TASK DIRECTIONS — Copy all the material below, exactly as it stands.

Dataset items —
===

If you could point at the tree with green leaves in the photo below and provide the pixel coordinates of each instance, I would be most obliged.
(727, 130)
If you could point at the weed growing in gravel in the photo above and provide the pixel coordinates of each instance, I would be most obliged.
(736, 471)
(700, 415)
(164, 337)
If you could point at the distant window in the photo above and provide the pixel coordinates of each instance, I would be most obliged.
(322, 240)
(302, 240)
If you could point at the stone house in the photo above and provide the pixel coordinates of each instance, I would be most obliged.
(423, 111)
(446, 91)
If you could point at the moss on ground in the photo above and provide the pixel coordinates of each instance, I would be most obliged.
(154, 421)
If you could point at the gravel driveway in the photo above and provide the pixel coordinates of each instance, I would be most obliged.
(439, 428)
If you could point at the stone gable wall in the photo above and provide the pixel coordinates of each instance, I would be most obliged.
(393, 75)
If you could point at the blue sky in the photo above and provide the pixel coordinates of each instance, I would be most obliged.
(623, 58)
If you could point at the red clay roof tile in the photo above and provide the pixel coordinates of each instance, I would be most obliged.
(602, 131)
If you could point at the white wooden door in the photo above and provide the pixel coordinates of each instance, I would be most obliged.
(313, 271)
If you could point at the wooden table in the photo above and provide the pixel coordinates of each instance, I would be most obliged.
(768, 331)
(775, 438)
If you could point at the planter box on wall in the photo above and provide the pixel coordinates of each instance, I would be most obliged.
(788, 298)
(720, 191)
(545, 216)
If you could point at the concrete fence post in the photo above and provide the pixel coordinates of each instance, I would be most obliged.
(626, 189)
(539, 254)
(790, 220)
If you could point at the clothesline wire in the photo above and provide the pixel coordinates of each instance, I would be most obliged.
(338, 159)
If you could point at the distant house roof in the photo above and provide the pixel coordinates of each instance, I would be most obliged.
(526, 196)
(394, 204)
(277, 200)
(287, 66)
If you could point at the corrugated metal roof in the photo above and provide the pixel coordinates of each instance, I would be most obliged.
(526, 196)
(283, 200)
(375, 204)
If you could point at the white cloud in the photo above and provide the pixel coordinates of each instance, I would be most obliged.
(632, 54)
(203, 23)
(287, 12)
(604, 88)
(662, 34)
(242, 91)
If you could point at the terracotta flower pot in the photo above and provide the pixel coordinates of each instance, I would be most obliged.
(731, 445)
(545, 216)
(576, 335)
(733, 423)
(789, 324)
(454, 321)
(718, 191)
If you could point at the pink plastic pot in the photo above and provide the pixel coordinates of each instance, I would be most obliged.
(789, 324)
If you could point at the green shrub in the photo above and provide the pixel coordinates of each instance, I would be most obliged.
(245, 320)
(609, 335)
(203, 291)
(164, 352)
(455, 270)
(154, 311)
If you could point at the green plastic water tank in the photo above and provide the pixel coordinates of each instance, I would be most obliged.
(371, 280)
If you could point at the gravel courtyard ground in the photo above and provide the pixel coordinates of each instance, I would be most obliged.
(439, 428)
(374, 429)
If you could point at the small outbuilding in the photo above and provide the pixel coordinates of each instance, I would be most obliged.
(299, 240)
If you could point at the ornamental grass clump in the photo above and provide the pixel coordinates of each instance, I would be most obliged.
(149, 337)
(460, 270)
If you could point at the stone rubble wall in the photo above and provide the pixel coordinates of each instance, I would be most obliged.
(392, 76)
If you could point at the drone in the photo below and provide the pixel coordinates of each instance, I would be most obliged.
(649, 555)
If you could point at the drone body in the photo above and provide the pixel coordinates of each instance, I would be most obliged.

===

ANSWER TO THIS PROBLEM —
If you could point at the tree with green leaves in the photo below and provide the pixel coordinates of each instance, I would be most obliged.
(727, 130)
If you could point at the weed growing in gravel in the photo above and provide the pixel coordinates of each instance, I would be most obliged.
(736, 471)
(700, 415)
(164, 337)
If you could point at the distant window in the photo above and provide the pixel coordinates of each instance, I would be most obliged.
(322, 240)
(302, 240)
If you could point at the stone house in the photo above and provide the pixel coordinates of each instance, I would be most obliged.
(423, 111)
(446, 91)
If you could point at the moss on ground in the photo above and provide the pixel coordinates of each instance, I would be most obliged.
(154, 421)
If you could point at the gravel driveway in the photo above and provide the pixel coordinates of each instance, I would be most obliged.
(439, 428)
If you could point at the stone gable wall in the photo above and provide the pixel coordinates of each instance, I would be most obliged.
(393, 75)
If you could point at the blue sky in the photo above and provide the pixel coordinates of each instance, I would be most obliged.
(623, 58)
If you could point at the red clay roof tile in the photo above and provide the pixel coordinates of each instance, I would be most obliged.
(602, 131)
If you could point at the white wooden door in the photo above and provide the pixel coordinates of each instance, I would be most obliged.
(313, 271)
If you could point at the wooden table in the photo above and provide the pixel coordinates of each instance, I would be most obliged.
(768, 331)
(775, 438)
If you could point at the planter box on wall in the photo above and provide the pixel coordinates of each instance, I would be most obliged.
(788, 298)
(720, 191)
(545, 216)
If you could point at the concrete fence post in the photo above and provide the pixel coordinates of each instance, I would be most obliged.
(626, 189)
(539, 254)
(790, 220)
If you could point at the clothesline wire in the photo above and provide the pixel coordinates of each instance, I would be most obliged.
(338, 159)
If you could point at the distant house roof in the photo above and provide the pixel coordinates of each instance, I would be most obliged.
(526, 196)
(394, 204)
(277, 200)
(287, 66)
If you could point at the corrugated metal roof in the photo above and provide the pixel coordinates of each instance, I would be most obliged.
(526, 196)
(283, 200)
(375, 204)
If you could point at the white cloud in the photo above and provide the pixel coordinates of each instance, I would be most obliged.
(632, 54)
(203, 23)
(287, 12)
(604, 88)
(662, 34)
(242, 91)
If you could point at the terracotta flower pot in the photo above and provide the pixel coordinates of each instance, I would be most obliged.
(731, 445)
(545, 216)
(576, 335)
(733, 423)
(789, 324)
(454, 321)
(718, 191)
If you could point at the pink plastic pot in the photo above and provide the pixel coordinates of each instance, I would be most obliged.
(789, 324)
If you could point at the green shrub in the photo above and provide the pixel coordinates of each instance, I would be most obliged.
(245, 320)
(609, 335)
(203, 291)
(164, 352)
(455, 270)
(154, 311)
If you could point at the green plastic water tank in the photo above and provide the pixel coordinates of each instance, I would be most obliged.
(371, 280)
If you could point at the gravel courtyard ground in the photo above and provide the pixel coordinates of each instance, I would be most obliged.
(439, 428)
(374, 429)
If you could point at the small outbuilding in the photo above and provide the pixel coordinates of each instance, I would be most obliged.
(299, 240)
If you could point at the ornamental grass clump in the photo above and provide the pixel coordinates of each instance, I would be most obliged.
(149, 337)
(460, 270)
If you could point at the stone rubble wall in the photo above and provide the pixel coordinates of each instance, I would be most obliged.
(392, 76)
If you could point at the drone in the photo below and provide the pixel coordinates of each instance, I would be most obliged.
(649, 555)
If you could point at the drone body in the photo above and provide the pixel coordinates of each instance, I would be most obliged.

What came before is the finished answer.